### Text
----------------------------------------
NOTE:  The following column, with light touches of humor, appeared in the 2014 spring/summer issue of the online publication Magnets and Ladders.  By visiting the website

 

http://www.magnetsandladders.org

 

you can read not only the article which I present below, but also other essays, memoirs, short stories, and poetry by writers with disabilities.  Edited by Mary-Jo Lord and published twice a year, magnets and Ladders is the literary publication of Behind Our Eyes, a national organization of writers with disabilities.  For additional information about Behind Our Eyes, Inc., please visit:

 

http://www.behindoureyes.org

 

The following 1498-word essay is not just for students:  it is for all lifelong learners.

 

 

PRONOUNcements about Pronouns

 

by Alice Jane-Marie Massa

 

 

“Ouch!  Ouch!” are my sentiments when I hear on a television or radio program an object pronoun used when a subject pronoun is needed.  I have the same painful reaction when I hear a subject pronoun used when an object pronoun is correct.  Yes, I have an allergic reaction to the poor use of pronouns.  KA-CHOOse your pronouns wisely.  With a little play-on-words, five PRONOUNcements will follow.

 

As you remember from your grade-school days, a pronoun is a word that takes the place of a noun.  We, as writers, realize that using pronouns is one simple way of adding variety to our writing.  Clarity is of utmost importance to all writing.  To be certain that each pronoun is clear, the antecedent of the pronoun must be perfectly clear.  The “antecedent” is the noun to which the pronoun refers.  To achieve perfect clarity, the antecedent must be the closest prior noun which agrees in both gender and number with the pronoun.  Additionally, the pronoun must be the proper type.  Your choices of pronouns are subject, object, possessive, and reflexive.

 

PRONOUNcement Number One:  Watch ‘It’!

 

In my article “Checklist for a Better Writing Assignment” (posted on my blog on January 26, 2013), the first and second points focus on the use of pronouns.  Number one on my list and other such lists for writing courses is to be careful with the use of the pronoun “it.”  While “it” can be a subject pronoun or an object pronoun, the problems usually stem from “it” used as a subject pronoun.  When I was teaching essay writing at the technical college level for many years, I told my students that I was planning to have made a t-shirt with “IT” printed on the shirt in bold letters.  Although to many people I would look as if I were working for the Department of Information Technology, I would actually be wearing the shirt to remind my students to consider carefully the use of each “it” in an essay or other piece of writing.  I always advise the avoidance of beginning an essay, short story, novel, letter, or e-mail with the pronoun “it.”  Using “It” as your first word can temporarily confuse, permanently confuse, or delay clarity for your reader.  Certainly, “It” as your first word most often will not lead into a first sentence that will be attention-grabbing nor creative.
----------------------------------------
### Work instructions
• a. In the essay on pronouns, what is an antecedent?
• b. Transcribe part of the essay on pronouns word for word, starting with "As you remember" and going on through "One:  Watch ‘It’!".
----------------------------------------
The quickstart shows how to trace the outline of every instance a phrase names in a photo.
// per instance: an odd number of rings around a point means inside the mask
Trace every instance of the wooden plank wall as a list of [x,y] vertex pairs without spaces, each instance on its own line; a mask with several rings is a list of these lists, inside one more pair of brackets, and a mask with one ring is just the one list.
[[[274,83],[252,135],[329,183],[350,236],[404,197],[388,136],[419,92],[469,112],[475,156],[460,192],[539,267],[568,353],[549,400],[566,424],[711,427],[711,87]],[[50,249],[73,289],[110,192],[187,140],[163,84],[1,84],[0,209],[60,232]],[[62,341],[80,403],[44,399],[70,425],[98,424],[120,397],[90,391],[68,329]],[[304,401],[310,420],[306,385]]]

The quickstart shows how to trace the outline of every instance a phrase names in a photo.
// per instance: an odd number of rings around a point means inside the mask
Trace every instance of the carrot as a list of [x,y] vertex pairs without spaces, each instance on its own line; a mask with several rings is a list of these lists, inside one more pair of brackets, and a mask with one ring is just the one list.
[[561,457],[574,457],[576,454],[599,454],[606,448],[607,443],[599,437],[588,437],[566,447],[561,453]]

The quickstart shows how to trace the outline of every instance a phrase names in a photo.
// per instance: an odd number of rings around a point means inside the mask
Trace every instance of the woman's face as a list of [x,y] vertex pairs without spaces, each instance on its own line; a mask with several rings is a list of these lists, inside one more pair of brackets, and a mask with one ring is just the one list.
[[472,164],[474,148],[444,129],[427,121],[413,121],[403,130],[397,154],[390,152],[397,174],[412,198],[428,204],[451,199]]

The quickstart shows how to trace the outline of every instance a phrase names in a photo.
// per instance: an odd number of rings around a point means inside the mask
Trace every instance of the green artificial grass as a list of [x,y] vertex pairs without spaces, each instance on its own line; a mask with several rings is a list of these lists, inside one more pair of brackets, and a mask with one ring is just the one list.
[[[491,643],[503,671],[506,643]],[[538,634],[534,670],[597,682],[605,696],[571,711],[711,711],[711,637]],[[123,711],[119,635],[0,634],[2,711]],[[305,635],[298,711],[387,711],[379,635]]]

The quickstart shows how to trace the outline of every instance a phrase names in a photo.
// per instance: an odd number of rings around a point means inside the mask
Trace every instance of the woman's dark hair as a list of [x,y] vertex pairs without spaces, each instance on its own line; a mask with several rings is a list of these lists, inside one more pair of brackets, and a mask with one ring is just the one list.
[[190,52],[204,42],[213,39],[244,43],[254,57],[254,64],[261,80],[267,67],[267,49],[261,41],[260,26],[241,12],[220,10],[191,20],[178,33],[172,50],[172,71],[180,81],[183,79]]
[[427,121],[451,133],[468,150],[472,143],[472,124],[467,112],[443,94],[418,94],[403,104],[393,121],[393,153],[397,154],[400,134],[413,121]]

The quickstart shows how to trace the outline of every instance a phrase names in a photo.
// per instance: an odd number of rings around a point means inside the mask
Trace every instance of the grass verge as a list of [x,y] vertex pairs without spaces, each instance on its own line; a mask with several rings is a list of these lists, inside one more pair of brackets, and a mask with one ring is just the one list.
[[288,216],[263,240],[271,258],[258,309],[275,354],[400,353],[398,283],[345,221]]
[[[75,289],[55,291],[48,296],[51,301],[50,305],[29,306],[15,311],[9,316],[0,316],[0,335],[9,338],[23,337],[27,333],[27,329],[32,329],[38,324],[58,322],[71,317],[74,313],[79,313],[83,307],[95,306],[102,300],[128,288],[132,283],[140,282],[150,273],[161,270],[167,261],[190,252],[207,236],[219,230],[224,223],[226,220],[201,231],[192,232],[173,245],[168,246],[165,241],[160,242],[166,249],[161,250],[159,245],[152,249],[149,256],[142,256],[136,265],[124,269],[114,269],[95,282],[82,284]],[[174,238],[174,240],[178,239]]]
----------------------------------------
### Responses in order
• a. An antecedent is the noun to which the pronoun refers.

• b.
As you remember from your grade-school days, a pronoun is a word that takes the place of a noun.  We, as writers, realize that using pronouns is one simple way of adding variety to our writing.  Clarity is of utmost importance to all writing.  To be certain that each pronoun is clear, the antecedent of the pronoun must be perfectly clear.  The “antecedent” is the noun to which the pronoun refers.  To achieve perfect clarity, the antecedent must be the closest prior noun which agrees in both gender and number with the pronoun.  Additionally, the pronoun must be the proper type.  Your choices of pronouns are subject, object, possessive, and reflexive.

 

PRONOUNcement Number One:  Watch ‘It’!